Would you copy out the whole listing exactly as given?

START Extracted material

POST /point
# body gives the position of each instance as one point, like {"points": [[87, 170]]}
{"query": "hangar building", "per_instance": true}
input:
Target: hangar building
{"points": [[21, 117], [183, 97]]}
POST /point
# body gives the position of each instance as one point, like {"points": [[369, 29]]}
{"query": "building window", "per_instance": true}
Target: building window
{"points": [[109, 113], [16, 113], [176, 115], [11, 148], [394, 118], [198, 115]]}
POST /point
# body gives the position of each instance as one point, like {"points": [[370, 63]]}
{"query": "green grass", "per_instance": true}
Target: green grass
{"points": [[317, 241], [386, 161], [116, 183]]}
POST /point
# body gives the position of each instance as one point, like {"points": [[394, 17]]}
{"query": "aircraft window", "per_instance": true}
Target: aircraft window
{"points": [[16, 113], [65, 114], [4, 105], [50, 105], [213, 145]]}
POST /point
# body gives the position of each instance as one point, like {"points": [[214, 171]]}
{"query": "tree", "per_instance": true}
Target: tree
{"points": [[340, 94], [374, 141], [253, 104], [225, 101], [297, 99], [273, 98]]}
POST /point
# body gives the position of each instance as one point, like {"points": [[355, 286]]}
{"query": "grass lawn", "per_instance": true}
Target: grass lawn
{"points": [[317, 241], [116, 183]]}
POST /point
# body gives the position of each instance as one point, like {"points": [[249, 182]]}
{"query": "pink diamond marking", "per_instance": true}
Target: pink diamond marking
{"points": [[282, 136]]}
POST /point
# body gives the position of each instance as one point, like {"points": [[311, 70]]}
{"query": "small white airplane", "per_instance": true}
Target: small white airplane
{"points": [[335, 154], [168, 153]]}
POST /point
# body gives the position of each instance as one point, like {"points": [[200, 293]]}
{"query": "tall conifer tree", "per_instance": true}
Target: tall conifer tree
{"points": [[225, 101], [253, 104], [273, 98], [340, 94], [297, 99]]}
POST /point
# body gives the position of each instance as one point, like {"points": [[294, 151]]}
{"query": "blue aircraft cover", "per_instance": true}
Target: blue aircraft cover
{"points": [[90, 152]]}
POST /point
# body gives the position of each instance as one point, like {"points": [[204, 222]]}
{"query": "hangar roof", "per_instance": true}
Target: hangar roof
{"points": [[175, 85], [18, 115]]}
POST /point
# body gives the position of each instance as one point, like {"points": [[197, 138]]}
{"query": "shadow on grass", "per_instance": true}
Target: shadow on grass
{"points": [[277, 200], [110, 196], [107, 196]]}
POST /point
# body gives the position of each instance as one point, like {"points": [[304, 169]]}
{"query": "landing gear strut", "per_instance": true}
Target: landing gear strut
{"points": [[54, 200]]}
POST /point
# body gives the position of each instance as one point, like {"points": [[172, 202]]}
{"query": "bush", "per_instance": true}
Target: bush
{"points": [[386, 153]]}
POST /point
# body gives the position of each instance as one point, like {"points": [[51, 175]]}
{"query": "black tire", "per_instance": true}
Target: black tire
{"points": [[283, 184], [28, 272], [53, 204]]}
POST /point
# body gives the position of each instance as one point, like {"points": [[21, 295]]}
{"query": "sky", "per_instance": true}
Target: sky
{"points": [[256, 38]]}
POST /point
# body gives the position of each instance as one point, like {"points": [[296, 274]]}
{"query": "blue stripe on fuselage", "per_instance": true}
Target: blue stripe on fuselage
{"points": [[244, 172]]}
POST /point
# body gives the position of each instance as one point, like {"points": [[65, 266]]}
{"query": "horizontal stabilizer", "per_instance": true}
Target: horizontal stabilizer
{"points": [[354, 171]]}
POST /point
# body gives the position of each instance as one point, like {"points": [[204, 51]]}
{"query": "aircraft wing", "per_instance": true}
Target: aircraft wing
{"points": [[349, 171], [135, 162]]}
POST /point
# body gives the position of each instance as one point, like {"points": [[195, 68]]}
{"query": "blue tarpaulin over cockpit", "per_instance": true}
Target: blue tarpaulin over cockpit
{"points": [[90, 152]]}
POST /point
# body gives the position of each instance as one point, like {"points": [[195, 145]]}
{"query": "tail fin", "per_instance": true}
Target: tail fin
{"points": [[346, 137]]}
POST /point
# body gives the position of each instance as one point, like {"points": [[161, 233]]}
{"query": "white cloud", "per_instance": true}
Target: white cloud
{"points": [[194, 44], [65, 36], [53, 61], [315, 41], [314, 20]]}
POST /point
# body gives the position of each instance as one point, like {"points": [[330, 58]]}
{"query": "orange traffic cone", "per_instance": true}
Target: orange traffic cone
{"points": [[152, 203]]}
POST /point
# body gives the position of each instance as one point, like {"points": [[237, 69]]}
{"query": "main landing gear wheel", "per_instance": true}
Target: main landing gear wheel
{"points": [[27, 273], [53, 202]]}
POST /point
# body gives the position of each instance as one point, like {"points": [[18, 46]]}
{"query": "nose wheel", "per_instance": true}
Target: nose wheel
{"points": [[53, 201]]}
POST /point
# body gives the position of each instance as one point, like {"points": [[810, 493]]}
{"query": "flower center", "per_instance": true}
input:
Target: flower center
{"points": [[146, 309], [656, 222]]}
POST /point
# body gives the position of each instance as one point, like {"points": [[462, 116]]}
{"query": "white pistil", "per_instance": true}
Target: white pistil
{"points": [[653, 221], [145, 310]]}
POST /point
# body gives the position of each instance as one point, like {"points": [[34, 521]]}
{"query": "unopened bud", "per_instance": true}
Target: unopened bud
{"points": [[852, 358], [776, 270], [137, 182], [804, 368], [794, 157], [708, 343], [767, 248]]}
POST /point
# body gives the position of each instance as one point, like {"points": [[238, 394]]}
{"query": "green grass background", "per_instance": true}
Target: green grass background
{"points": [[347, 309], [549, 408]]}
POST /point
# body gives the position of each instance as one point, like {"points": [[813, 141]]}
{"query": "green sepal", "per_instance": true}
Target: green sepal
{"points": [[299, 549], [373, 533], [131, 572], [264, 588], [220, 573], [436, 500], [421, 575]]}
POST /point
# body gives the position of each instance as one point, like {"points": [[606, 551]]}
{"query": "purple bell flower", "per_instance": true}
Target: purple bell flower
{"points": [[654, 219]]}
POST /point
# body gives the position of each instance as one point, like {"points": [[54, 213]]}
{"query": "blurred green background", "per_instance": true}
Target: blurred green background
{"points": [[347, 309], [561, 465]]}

END Extracted material

Task answer:
POST /point
# body gives the position of each instance as one point, like {"points": [[87, 170]]}
{"query": "hangar building", "per_instance": true}
input:
Target: hangar building
{"points": [[21, 117], [183, 97]]}
POST /point
# body gives the position of each instance as one point, like {"points": [[369, 29]]}
{"query": "building window", "per_instance": true}
Target: building window
{"points": [[109, 113], [16, 113], [176, 115], [11, 148], [394, 118], [198, 115]]}
POST /point
# body gives the position of each instance as one point, like {"points": [[370, 63]]}
{"query": "green grass", "per_instance": true}
Target: green grass
{"points": [[317, 241], [386, 161], [116, 183]]}
POST /point
# body gives the position of each instance as one point, like {"points": [[394, 17]]}
{"query": "aircraft window", "per_instance": true}
Target: aircraft window
{"points": [[16, 113], [65, 114], [4, 105], [50, 105], [213, 145]]}
POST /point
# body gives the position of each instance as one point, like {"points": [[214, 171]]}
{"query": "tree", "per_instance": true}
Target: tree
{"points": [[340, 94], [374, 141], [253, 104], [225, 101], [297, 99], [273, 98]]}
POST /point
# body gives the position of each instance as one point, like {"points": [[355, 286]]}
{"query": "grass lawn", "per_instance": true}
Target: grass lawn
{"points": [[317, 241], [116, 183]]}
POST /point
# body gives the position of each instance as one point, like {"points": [[249, 182]]}
{"query": "pink diamond marking", "per_instance": true}
Target: pink diamond marking
{"points": [[282, 136]]}
POST /point
# body gives the position of each instance as one point, like {"points": [[311, 70]]}
{"query": "small white airplane", "per_instance": true}
Target: small white airplane
{"points": [[335, 154], [168, 153]]}
POST /point
# body gives the position of each instance as one point, like {"points": [[200, 293]]}
{"query": "tall conifer tree", "per_instance": true}
Target: tall conifer tree
{"points": [[225, 101], [253, 104], [273, 98], [340, 94], [297, 99]]}
POST /point
# body gives the position of each instance as one point, like {"points": [[294, 151]]}
{"query": "blue aircraft cover", "per_instance": true}
Target: blue aircraft cover
{"points": [[90, 152]]}
POST /point
# body gives the position of each instance as one point, like {"points": [[204, 222]]}
{"query": "hangar roof", "per_instance": true}
Target: hangar roof
{"points": [[175, 85], [18, 115]]}
POST /point
# body gives the position of each instance as one point, like {"points": [[197, 138]]}
{"query": "shadow on grass", "per_instance": true}
Target: shadow on grass
{"points": [[277, 200], [110, 196], [107, 196]]}
POST /point
# body gives the position of each instance as one point, like {"points": [[304, 169]]}
{"query": "landing gear strut", "per_instance": true}
Target: landing gear strut
{"points": [[54, 200]]}
POST /point
# body gives the position of each instance as one point, like {"points": [[172, 202]]}
{"query": "bush", "per_instance": true}
Target: bush
{"points": [[386, 153]]}
POST /point
# body gives the position of each instance as one point, like {"points": [[51, 175]]}
{"query": "black tire", "per_instance": true}
Target: black tire
{"points": [[283, 184], [28, 272], [53, 204]]}
POST /point
# body gives the position of each instance as one point, like {"points": [[21, 295]]}
{"query": "sky", "per_instance": true}
Target: sky
{"points": [[256, 38]]}
POST /point
# body gives the position of each instance as one point, like {"points": [[296, 274]]}
{"query": "blue stripe on fuselage", "per_instance": true}
Target: blue stripe on fuselage
{"points": [[244, 172]]}
POST /point
# body gives the position of each instance as one point, like {"points": [[65, 266]]}
{"query": "horizontal stabilizer", "per_instance": true}
Target: horizontal stabilizer
{"points": [[354, 171]]}
POST /point
# body gives the position of each instance as one point, like {"points": [[204, 51]]}
{"query": "aircraft wing", "per_instance": true}
Target: aircraft wing
{"points": [[349, 171], [135, 162]]}
POST /point
# body gives the position of each instance as one point, like {"points": [[195, 68]]}
{"query": "blue tarpaulin over cockpit", "per_instance": true}
Target: blue tarpaulin over cockpit
{"points": [[90, 152]]}
POST /point
# body gives the position of each instance as one point, like {"points": [[195, 145]]}
{"query": "tail fin", "per_instance": true}
Target: tail fin
{"points": [[346, 137]]}
POST /point
# body gives the position of each instance as one point, like {"points": [[161, 233]]}
{"query": "white cloud", "per_instance": true}
Target: white cloud
{"points": [[194, 44], [65, 36], [53, 61], [315, 41], [314, 20]]}
POST /point
# body gives the position of each instance as one point, like {"points": [[330, 58]]}
{"query": "orange traffic cone", "per_instance": true}
Target: orange traffic cone
{"points": [[152, 203]]}
POST /point
# body gives the position of each instance as one point, like {"points": [[237, 69]]}
{"query": "main landing gear wheel", "per_instance": true}
Target: main landing gear wheel
{"points": [[27, 273], [53, 202]]}
POST /point
# body gives the position of each instance as one point, like {"points": [[18, 46]]}
{"query": "nose wheel", "per_instance": true}
Target: nose wheel
{"points": [[53, 201]]}
POST /point
# body gives the position of each instance as one point, like {"points": [[810, 493]]}
{"query": "flower center", "per_instance": true}
input:
Target: flower center
{"points": [[146, 309], [656, 222]]}
POST /point
# body gives the position of each instance as one point, like {"points": [[462, 116]]}
{"query": "white pistil", "per_instance": true}
Target: white pistil
{"points": [[653, 221], [145, 310]]}
POST /point
# body gives the position of each instance as one point, like {"points": [[34, 521]]}
{"query": "unopened bud", "per_instance": true}
Target: unopened bud
{"points": [[852, 358], [776, 270], [137, 182], [804, 368], [794, 157], [708, 343], [767, 248]]}
POST /point
# body gives the position of each instance as one point, like {"points": [[238, 394]]}
{"query": "green grass background", "per_instance": true}
Target: green grass background
{"points": [[347, 309], [549, 408]]}
POST /point
# body gives the position of each instance as one point, like {"points": [[813, 141]]}
{"query": "green sepal", "per_instance": true}
Target: green sepal
{"points": [[299, 549], [373, 533], [131, 572], [264, 588], [220, 573], [436, 500], [421, 575]]}
POST /point
# body gives the position of each instance as one point, like {"points": [[606, 551]]}
{"query": "purple bell flower", "per_instance": true}
Target: purple bell flower
{"points": [[654, 219]]}
POST /point
# body gives the position of each instance as one point, like {"points": [[54, 213]]}
{"query": "blurred green background", "per_instance": true}
Target: blurred green background
{"points": [[347, 309], [561, 465]]}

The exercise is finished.